TASK PROMPT:
Give the rows below, from the line containing "Can you find the thick" through the end of the rows, as a JSON list of strings with one string per line, leaving out blank lines.

START MATERIAL FOR THIS EXERCISE

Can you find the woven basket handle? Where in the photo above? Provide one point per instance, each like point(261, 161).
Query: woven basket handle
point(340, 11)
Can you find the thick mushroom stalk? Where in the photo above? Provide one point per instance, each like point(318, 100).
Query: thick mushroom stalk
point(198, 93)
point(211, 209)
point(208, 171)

END MATERIAL FOR THIS EXERCISE

COMPLETE RESPONSE:
[
  "Can you find the thick mushroom stalk? Where in the photo above? Provide one point per instance, each like point(318, 100).",
  "Query: thick mushroom stalk",
  "point(198, 93)",
  "point(211, 209)",
  "point(208, 171)"
]